What is required
Gather every line below that contains the word "corrugated" and copy each of those lines in full.

= = =

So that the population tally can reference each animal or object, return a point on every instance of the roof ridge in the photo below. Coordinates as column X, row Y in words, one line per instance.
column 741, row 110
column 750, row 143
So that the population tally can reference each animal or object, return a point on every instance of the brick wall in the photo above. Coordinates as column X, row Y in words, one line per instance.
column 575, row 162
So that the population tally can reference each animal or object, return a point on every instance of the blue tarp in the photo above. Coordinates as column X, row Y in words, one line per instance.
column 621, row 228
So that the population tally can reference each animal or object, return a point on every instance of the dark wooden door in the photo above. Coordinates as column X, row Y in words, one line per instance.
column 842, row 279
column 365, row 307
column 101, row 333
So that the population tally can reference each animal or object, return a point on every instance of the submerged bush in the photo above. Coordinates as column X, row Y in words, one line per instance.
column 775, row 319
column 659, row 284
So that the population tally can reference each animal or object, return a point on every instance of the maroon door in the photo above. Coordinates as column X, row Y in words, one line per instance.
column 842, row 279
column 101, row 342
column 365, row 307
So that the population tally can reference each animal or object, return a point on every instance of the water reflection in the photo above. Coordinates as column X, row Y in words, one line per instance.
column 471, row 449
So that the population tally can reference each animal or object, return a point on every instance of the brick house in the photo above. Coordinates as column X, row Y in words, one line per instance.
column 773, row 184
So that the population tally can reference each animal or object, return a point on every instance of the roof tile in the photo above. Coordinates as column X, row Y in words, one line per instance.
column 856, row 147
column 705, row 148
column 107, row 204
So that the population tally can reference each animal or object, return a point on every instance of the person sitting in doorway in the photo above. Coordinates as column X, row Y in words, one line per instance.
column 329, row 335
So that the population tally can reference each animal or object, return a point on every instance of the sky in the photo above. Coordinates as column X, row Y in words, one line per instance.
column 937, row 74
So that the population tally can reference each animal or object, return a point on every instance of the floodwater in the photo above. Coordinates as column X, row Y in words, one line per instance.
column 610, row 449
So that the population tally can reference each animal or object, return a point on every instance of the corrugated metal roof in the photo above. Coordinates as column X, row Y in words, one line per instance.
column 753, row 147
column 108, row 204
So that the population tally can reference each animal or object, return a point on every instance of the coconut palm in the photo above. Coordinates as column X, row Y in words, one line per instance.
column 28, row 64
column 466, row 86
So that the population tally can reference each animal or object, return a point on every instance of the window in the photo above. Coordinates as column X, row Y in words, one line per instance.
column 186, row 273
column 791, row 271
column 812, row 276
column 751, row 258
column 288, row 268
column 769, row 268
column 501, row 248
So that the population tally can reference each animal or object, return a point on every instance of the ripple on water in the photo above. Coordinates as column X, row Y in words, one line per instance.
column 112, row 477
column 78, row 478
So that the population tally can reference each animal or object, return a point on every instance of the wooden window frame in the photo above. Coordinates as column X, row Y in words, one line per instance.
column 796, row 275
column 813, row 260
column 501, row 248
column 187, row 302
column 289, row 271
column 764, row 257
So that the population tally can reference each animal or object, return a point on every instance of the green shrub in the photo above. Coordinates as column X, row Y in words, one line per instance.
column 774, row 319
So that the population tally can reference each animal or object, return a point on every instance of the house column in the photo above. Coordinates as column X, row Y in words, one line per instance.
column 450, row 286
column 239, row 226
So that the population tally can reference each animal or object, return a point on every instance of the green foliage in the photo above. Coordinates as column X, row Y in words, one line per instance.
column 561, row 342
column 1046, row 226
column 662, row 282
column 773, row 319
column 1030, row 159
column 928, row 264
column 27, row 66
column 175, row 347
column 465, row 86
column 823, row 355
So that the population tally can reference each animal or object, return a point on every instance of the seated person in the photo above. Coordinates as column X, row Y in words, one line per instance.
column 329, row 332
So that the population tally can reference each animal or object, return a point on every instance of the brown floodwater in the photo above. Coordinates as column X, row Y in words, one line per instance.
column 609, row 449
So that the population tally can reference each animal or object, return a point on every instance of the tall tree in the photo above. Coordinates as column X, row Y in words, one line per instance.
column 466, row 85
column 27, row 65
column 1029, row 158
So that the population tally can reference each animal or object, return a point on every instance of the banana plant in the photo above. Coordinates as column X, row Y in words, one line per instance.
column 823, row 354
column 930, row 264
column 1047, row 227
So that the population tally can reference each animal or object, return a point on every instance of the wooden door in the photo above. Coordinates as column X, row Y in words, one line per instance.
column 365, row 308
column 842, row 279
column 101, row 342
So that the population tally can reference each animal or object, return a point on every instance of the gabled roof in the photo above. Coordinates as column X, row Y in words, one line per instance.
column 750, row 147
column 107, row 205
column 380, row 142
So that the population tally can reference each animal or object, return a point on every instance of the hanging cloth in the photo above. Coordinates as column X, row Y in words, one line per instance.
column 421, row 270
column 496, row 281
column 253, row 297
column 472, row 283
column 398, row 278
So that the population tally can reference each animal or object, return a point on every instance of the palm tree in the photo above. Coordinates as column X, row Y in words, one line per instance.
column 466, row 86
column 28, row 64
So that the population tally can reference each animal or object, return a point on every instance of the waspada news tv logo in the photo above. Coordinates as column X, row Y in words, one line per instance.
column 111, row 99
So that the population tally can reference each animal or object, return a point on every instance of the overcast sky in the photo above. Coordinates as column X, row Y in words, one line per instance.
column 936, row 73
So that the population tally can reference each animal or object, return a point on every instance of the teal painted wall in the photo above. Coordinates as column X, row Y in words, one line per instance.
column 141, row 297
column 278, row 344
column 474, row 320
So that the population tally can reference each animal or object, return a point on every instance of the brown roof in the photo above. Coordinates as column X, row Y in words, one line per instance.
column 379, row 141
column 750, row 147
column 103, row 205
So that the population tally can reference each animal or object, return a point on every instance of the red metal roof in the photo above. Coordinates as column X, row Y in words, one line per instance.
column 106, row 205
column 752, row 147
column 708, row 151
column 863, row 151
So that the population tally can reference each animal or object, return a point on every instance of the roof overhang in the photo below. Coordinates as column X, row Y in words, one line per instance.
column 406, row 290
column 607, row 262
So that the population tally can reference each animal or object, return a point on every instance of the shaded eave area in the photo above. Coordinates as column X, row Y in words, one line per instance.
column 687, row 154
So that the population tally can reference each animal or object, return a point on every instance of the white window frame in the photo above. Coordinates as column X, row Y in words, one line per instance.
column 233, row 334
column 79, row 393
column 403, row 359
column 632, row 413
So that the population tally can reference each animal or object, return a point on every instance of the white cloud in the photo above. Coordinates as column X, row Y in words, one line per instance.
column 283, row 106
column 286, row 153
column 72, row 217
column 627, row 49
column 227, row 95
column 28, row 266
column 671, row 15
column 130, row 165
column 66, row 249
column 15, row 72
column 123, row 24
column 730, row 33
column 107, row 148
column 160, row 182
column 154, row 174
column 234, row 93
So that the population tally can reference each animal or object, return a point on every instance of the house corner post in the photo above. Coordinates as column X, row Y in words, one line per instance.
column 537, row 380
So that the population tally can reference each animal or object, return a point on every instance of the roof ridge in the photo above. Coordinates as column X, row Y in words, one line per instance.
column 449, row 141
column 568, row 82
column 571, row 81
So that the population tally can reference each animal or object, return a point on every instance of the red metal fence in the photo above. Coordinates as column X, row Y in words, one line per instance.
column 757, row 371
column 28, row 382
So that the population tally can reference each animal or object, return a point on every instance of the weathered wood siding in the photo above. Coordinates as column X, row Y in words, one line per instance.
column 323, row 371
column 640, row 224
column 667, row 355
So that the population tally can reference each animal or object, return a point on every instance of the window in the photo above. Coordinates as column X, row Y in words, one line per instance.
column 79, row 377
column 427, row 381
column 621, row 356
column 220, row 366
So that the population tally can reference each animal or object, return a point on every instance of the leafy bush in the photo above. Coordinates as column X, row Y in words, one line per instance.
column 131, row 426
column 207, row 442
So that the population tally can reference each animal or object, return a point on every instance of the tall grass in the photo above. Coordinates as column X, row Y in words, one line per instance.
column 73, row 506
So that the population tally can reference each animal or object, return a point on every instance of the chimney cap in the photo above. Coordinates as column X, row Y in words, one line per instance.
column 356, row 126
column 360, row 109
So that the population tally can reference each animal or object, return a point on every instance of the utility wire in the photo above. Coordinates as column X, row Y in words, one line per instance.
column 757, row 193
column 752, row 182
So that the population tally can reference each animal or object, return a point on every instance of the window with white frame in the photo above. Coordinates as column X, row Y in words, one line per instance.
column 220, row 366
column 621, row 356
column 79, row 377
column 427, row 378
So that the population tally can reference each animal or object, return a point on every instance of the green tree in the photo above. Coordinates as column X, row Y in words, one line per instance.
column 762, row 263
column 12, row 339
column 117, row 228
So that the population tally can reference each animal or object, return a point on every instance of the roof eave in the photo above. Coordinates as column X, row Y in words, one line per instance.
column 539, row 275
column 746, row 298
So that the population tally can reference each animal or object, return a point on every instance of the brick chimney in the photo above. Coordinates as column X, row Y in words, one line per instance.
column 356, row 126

= = =

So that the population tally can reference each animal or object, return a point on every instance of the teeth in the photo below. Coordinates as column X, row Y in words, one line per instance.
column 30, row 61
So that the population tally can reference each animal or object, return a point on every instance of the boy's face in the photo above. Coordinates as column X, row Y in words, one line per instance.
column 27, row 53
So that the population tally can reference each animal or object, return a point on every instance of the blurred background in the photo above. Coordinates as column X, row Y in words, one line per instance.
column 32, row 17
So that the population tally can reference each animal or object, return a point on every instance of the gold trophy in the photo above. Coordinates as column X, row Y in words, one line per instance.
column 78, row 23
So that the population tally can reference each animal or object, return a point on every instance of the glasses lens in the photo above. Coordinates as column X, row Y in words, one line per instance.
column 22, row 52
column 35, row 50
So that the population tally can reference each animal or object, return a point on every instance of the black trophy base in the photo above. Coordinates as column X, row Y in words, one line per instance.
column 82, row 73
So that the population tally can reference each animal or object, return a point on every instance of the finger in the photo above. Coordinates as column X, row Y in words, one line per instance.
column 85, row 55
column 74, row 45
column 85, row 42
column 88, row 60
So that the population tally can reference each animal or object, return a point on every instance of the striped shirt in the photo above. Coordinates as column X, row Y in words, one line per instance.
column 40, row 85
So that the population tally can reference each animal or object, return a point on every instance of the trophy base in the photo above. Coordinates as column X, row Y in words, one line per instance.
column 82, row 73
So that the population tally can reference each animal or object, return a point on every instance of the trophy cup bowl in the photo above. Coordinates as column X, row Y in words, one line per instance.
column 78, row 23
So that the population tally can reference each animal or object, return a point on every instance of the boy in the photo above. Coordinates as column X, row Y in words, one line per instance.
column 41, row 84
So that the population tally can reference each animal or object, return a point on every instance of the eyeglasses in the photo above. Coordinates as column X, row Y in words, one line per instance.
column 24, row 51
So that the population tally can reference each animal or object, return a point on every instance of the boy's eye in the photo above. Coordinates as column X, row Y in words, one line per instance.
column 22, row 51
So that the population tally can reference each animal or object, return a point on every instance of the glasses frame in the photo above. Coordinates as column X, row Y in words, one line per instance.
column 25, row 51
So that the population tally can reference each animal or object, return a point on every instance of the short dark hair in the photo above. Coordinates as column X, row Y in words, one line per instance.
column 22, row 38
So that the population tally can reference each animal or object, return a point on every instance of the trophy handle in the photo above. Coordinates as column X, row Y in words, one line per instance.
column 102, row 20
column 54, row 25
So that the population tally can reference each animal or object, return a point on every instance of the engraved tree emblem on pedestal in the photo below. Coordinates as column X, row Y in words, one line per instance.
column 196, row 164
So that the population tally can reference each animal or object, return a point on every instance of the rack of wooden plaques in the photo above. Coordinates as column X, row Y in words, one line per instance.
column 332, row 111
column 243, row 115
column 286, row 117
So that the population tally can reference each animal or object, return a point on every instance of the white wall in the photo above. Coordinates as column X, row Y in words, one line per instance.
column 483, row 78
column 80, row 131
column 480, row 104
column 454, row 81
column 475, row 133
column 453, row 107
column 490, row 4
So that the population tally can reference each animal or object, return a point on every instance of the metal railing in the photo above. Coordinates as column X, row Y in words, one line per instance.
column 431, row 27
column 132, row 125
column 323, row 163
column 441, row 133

= = =

Exercise response
So that the population tally can reference each animal or object, return a point on every instance of the corrugated metal roof in the photo above. Coordinates as column X, row Y in words, one line per instance.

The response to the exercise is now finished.